_To do_
The records that follow must be reproduced in full, exactly as written.

_Records to use_
==================================================

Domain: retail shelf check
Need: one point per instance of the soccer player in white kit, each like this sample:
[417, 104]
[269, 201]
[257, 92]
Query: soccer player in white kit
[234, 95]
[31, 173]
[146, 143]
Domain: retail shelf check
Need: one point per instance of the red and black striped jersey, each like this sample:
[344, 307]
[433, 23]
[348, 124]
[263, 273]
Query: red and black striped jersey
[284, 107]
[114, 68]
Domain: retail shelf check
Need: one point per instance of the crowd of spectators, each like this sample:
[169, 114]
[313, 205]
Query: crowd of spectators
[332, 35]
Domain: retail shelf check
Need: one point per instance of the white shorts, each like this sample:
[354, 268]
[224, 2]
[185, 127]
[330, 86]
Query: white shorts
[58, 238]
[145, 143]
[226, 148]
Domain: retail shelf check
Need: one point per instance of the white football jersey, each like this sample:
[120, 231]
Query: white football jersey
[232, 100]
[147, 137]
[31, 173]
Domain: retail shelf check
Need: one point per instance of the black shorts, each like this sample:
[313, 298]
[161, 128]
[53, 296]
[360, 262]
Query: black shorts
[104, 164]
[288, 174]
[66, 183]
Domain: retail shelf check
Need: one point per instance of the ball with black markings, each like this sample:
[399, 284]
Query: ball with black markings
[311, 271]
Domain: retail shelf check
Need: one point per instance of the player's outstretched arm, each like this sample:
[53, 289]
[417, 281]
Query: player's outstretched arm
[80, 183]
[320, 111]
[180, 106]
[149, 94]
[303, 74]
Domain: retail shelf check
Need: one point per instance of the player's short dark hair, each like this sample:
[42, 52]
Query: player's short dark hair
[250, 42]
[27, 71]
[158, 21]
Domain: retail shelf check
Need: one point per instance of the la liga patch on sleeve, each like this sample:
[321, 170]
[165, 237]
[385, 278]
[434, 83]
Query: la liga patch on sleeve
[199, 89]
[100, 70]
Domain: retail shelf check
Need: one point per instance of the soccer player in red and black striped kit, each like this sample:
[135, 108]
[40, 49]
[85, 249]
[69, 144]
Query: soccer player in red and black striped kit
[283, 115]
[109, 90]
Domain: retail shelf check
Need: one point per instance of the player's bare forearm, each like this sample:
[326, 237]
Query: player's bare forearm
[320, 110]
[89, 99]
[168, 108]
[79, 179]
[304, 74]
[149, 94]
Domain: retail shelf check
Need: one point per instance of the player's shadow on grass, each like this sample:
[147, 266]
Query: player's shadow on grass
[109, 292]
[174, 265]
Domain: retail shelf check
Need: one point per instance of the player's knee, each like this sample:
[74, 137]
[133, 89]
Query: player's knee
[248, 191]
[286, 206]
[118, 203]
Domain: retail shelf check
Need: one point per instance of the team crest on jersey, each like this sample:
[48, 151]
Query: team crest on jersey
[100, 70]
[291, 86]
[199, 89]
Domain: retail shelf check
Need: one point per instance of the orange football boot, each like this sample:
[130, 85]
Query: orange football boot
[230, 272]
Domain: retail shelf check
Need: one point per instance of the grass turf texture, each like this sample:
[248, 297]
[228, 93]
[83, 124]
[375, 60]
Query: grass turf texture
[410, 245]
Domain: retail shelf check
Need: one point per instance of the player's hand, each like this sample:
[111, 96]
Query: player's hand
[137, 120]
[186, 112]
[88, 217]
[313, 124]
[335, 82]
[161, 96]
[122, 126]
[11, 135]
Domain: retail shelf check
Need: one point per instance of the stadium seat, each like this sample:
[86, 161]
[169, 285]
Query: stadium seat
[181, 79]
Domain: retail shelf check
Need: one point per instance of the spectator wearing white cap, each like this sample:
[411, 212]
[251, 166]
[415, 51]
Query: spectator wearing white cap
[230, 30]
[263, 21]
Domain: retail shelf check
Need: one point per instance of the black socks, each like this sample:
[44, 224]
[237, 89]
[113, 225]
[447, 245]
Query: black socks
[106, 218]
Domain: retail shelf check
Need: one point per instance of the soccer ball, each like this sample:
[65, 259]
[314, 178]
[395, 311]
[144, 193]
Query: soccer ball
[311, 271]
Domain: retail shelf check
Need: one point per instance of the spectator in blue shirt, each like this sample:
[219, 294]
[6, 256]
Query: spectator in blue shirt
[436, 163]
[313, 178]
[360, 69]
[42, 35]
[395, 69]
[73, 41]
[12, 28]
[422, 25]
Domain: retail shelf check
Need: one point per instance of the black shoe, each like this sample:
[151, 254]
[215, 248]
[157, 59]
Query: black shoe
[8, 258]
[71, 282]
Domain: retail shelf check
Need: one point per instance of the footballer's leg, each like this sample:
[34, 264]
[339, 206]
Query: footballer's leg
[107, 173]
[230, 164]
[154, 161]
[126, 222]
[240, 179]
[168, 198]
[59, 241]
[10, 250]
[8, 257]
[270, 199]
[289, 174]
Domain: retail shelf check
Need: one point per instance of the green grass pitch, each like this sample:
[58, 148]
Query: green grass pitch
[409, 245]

==================================================

_Task solution_
Domain: retail shelf check
Need: one point per instance of the soccer player in white kit, each like this sample:
[417, 104]
[269, 201]
[257, 92]
Query: soccer player in white kit
[234, 95]
[31, 173]
[146, 143]
Domain: retail shelf check
Need: one point per instance of the red and black striped jersey, each like this sample:
[344, 307]
[433, 23]
[348, 124]
[263, 273]
Query: red and black striped jersey
[284, 107]
[114, 68]
Domain: retail shelf check
Need: one point per instance of the crowd of spectators, each like this sample:
[169, 114]
[313, 205]
Query: crowd of spectators
[332, 35]
Domain: retail shelf check
Need: one point per instance of the white shorts, each like this sample:
[354, 268]
[224, 2]
[185, 127]
[330, 86]
Query: white shorts
[58, 238]
[145, 143]
[226, 148]
Domain: retail shelf check
Need: one point per instance of the white football jersey, each like this sample:
[120, 231]
Query: white football jersey
[232, 100]
[147, 137]
[31, 173]
Domain: retail shelf check
Need: one point per instance of the black shorts, each like this sample:
[313, 298]
[161, 128]
[53, 296]
[360, 262]
Query: black shorts
[104, 164]
[288, 174]
[66, 183]
Domain: retail shelf check
Need: one point per instance of the ball with black markings, each like this sample:
[399, 284]
Query: ball with black markings
[311, 271]
Domain: retail shelf check
Need: one point per instance of the player's outstretched arm, each like this sample:
[53, 289]
[417, 281]
Query: player's outstretched arm
[80, 183]
[320, 111]
[180, 106]
[149, 94]
[303, 74]
Domain: retail shelf check
Need: one point per instance of the player's short dark hair, each like this sample:
[42, 52]
Query: player's short dark hair
[250, 42]
[27, 71]
[158, 21]
Domain: retail shelf check
Need: one point per instance of the la liga patch on sleeve, each like this sample:
[321, 170]
[165, 237]
[385, 278]
[434, 83]
Query: la liga patch on sleeve
[199, 89]
[100, 70]
Domain: retail shelf check
Need: one point per instance of the soccer player in red and black striped kit, each like this sample:
[135, 108]
[40, 49]
[85, 249]
[69, 144]
Query: soccer player in red and black striped kit
[283, 115]
[109, 90]
Domain: retail shelf check
Need: one point per instance of the player's bare forearm, each like this sample:
[326, 237]
Query: player's bare forearm
[320, 110]
[89, 99]
[168, 108]
[79, 179]
[304, 74]
[149, 94]
Domain: retail shelf check
Need: one point per instance of the player's shadow on grass, each like this sample:
[147, 266]
Query: player's shadow on grass
[109, 292]
[174, 265]
Domain: retail shelf check
Need: one point per instance of the player's knee, each like this sample:
[74, 137]
[133, 89]
Query: player's knee
[248, 191]
[286, 206]
[118, 203]
Domain: retail shelf check
Need: one point per instance of the team crest on jersey, each like this sample:
[48, 151]
Query: team crest on jersey
[100, 70]
[291, 86]
[199, 89]
Domain: retail shelf check
Need: one point per instance of the orange football boot, each like this sample:
[130, 85]
Query: orange football boot
[230, 272]
Domain: retail shelf check
Need: one point per instance of the grass turf texture, each like this sample:
[248, 297]
[228, 93]
[83, 124]
[375, 60]
Query: grass turf texture
[410, 245]
Domain: retail shelf check
Need: one point per instance of the player's hand, each like this sample:
[111, 96]
Query: player's hand
[137, 120]
[186, 112]
[88, 217]
[313, 124]
[335, 82]
[161, 96]
[122, 126]
[11, 135]
Domain: retail shelf check
Need: one point per instance of the stadium seat, each like this sample:
[86, 161]
[169, 285]
Query: stadium seat
[181, 79]
Domain: retail shelf check
Need: one point per instance of the spectator wearing white cap, each like this sample:
[411, 212]
[251, 166]
[415, 51]
Query: spectator wearing white cap
[230, 30]
[263, 21]
Domain: retail shelf check
Need: one point per instance of the black socks, each like this sample:
[44, 224]
[237, 89]
[113, 225]
[447, 245]
Query: black socks
[106, 218]
Domain: retail shelf check
Need: one point per instance of the soccer ball, each like this sample:
[65, 259]
[314, 178]
[395, 311]
[144, 193]
Query: soccer ball
[311, 271]
Domain: retail shelf check
Need: one point per instance of the spectator in blue shirt, each like this sample:
[219, 294]
[6, 256]
Query: spectator in blue shirt
[436, 163]
[313, 178]
[360, 69]
[42, 35]
[395, 69]
[73, 41]
[12, 28]
[422, 25]
Domain: retail shelf check
Need: one point per instance of the black shoe, each like this sample:
[151, 254]
[215, 248]
[157, 59]
Query: black shoe
[8, 258]
[71, 282]
Domain: retail shelf check
Need: one point per instance of the footballer's leg, each like this sample:
[34, 264]
[339, 206]
Query: footballer's leg
[107, 173]
[230, 164]
[154, 161]
[126, 222]
[240, 179]
[168, 198]
[59, 241]
[10, 250]
[8, 257]
[270, 199]
[289, 174]
Domain: retail shelf check
Need: one point per instance of the green grass pitch, each like this sample:
[58, 148]
Query: green grass pitch
[409, 245]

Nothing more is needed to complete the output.